Exercise description -> Pick out every line of the records below that contains the string "concrete", treating uppercase and lowercase as different.

Labeled-object pointing records
******

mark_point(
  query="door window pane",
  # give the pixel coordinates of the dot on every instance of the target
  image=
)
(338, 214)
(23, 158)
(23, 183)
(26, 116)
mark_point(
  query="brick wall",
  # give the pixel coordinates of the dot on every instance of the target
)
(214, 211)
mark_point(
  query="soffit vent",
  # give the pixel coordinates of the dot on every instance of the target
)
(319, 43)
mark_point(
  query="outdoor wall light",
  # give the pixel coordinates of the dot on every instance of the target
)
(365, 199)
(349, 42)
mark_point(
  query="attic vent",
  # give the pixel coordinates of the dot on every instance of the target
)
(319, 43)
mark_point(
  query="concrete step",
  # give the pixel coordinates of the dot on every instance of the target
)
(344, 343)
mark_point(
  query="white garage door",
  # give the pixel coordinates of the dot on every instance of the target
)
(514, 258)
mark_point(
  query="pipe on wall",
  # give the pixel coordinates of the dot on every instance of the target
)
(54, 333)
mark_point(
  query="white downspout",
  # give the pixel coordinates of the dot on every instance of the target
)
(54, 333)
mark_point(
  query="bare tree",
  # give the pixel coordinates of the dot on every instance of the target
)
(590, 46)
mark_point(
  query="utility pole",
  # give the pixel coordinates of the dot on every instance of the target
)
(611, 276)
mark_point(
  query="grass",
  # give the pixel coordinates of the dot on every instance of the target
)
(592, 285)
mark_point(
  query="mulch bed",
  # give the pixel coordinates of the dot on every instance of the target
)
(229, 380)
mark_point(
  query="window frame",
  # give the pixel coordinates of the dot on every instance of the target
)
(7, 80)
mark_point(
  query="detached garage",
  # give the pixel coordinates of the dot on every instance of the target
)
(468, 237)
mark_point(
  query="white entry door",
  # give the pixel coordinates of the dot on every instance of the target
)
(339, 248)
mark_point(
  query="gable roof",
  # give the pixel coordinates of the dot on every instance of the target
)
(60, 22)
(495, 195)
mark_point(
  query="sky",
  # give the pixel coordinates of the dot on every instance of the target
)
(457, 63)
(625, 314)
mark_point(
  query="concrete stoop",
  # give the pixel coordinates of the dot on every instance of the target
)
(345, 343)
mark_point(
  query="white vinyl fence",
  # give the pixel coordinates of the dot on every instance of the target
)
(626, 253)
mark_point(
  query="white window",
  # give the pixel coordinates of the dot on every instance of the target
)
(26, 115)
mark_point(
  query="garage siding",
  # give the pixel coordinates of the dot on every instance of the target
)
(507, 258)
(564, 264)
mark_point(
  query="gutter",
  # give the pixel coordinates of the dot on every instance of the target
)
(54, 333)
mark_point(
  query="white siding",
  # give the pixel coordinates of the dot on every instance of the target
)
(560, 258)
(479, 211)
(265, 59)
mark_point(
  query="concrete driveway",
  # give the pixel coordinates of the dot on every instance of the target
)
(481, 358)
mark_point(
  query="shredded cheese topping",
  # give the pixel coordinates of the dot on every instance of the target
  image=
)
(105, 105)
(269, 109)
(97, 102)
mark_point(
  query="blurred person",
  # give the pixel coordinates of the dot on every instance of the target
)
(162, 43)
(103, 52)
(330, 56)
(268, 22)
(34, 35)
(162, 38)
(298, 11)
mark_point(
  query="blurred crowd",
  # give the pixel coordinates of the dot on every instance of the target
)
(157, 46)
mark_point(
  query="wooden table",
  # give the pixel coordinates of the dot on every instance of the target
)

******

Correct output ->
  query="concrete step",
  query="concrete stoop",
  query="concrete driveway",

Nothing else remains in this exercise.